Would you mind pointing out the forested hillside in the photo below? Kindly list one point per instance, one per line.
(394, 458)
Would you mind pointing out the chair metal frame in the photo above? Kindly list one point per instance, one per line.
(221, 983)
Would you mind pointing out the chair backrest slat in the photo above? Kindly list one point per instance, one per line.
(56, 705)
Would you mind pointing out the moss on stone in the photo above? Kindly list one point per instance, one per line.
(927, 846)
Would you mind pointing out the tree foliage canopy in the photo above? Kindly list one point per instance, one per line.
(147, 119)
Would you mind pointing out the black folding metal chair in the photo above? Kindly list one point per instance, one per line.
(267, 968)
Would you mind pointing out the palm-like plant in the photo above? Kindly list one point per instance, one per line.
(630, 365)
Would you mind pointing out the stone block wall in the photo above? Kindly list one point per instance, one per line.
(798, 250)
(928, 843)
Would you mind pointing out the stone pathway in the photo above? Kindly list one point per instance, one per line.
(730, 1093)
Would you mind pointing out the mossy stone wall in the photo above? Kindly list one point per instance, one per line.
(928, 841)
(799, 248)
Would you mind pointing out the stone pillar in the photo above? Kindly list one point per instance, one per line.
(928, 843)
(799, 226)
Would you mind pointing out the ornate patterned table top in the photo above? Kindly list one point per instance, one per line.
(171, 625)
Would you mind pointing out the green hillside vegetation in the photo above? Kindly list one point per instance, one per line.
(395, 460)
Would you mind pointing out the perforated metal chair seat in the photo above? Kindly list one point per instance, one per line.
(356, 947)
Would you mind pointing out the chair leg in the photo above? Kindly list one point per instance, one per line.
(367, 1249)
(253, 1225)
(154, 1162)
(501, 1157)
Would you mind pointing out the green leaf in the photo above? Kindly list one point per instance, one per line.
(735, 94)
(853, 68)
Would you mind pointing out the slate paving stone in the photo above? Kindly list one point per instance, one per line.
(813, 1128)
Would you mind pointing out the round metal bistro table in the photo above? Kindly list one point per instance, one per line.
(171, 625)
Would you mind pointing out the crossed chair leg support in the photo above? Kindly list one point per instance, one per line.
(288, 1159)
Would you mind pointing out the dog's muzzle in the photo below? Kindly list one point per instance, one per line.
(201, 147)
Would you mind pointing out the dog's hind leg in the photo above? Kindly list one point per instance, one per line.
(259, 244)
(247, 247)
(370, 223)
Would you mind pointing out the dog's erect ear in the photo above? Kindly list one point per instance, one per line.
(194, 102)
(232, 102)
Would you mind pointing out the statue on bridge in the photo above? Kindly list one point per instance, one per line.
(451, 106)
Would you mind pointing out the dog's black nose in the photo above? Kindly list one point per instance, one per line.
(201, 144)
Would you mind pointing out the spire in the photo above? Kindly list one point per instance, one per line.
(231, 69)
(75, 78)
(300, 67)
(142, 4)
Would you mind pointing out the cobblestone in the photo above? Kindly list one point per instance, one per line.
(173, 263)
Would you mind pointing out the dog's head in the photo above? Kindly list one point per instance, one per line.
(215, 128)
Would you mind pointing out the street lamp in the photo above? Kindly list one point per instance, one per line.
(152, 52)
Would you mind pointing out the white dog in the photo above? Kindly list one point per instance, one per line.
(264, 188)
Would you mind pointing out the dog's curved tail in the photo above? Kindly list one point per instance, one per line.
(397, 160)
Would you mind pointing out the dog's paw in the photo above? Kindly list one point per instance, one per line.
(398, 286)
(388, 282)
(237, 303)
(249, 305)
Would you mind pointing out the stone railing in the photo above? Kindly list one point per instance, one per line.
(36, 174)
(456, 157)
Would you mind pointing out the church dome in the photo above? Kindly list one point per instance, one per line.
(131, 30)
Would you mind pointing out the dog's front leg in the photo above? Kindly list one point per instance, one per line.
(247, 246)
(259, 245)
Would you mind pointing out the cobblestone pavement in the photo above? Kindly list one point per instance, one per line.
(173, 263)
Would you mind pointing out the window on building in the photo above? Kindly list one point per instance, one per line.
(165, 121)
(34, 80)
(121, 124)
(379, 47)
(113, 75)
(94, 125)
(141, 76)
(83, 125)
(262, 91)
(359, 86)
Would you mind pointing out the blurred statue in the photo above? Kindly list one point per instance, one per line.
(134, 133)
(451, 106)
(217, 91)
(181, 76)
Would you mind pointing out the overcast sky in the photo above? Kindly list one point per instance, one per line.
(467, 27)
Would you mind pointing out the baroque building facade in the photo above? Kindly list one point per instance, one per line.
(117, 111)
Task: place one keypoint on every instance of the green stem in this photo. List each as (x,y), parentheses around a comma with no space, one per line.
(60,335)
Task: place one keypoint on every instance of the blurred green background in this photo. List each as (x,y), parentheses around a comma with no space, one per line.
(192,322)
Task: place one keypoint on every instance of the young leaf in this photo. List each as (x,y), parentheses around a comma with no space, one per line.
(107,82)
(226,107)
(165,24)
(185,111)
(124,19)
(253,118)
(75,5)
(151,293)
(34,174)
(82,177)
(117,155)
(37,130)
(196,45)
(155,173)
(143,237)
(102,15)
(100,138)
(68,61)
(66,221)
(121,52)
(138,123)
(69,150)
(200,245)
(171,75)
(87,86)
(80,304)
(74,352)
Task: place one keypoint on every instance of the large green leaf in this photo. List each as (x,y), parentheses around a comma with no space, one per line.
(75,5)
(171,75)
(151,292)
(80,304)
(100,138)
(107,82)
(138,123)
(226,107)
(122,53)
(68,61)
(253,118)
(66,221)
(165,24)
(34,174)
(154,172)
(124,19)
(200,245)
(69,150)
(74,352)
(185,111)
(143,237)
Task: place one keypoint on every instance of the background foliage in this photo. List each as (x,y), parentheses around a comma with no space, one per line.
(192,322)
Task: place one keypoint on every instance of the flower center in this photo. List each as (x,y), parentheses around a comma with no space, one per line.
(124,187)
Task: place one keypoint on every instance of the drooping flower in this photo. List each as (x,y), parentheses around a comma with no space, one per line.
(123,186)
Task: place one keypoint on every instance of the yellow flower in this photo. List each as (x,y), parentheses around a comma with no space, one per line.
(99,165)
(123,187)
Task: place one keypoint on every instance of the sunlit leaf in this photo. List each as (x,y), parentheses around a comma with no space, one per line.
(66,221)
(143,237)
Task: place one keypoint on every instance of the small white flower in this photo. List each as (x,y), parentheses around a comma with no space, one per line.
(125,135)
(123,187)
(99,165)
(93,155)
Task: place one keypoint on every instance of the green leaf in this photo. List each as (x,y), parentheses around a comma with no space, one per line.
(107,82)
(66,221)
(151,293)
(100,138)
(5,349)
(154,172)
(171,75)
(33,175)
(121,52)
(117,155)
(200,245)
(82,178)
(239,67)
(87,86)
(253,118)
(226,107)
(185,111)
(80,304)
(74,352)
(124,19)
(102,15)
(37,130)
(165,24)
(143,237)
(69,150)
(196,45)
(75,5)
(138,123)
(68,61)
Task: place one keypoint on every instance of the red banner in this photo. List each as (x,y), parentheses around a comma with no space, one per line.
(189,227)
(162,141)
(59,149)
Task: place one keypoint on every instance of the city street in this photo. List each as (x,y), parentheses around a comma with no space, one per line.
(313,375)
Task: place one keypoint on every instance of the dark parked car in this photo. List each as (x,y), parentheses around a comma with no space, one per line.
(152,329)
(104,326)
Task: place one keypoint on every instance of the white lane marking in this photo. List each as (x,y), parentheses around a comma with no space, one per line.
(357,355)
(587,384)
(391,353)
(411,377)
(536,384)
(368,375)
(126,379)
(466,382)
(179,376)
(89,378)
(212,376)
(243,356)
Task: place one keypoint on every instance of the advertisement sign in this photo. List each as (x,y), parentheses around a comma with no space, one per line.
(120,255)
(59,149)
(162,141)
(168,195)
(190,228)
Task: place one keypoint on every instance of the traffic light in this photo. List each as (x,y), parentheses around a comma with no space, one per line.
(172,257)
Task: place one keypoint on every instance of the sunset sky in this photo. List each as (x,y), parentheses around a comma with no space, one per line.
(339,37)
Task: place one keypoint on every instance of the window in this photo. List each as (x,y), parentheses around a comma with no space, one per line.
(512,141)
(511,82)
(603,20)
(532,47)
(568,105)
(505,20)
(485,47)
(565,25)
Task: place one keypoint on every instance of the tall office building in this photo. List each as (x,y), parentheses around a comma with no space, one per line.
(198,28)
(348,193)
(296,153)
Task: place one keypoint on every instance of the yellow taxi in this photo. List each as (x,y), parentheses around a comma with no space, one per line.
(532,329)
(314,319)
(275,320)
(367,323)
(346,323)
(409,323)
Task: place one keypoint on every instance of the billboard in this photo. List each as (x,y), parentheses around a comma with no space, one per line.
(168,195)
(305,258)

_EXERCISE_:
The lines to quote run from the one containing "Task: place one keypoint on every instance of the sunset" through the final line of the material above; please give them exactly, both ends included, and nothing else.

_SOLUTION TO THIS TASK_:
Task: place one keypoint on every instance of the sunset sky in this photo. List each as (x,y), parentheses around a comma with no space, one per line.
(339,37)
Task: place one keypoint on every instance of the window in this photo. List each as (x,y), parentheses around a comma with no space, one per line.
(512,141)
(511,82)
(603,20)
(532,47)
(568,105)
(505,20)
(485,47)
(565,25)
Task: place one keypoint on every instance of the tall office building in this photo. List each as (x,y), parentheses around a comma with no space, one per line.
(198,28)
(348,193)
(296,153)
Task: place one keypoint on every instance of the yellow taxi in this photo. List each as (x,y), parentheses around a comma with no space, one per line.
(532,329)
(314,319)
(275,320)
(367,323)
(346,323)
(409,323)
Task: place one keypoint on every instance of the billboard in this photo. List each as (x,y), parentheses around a comma with no space, one per line.
(168,195)
(305,258)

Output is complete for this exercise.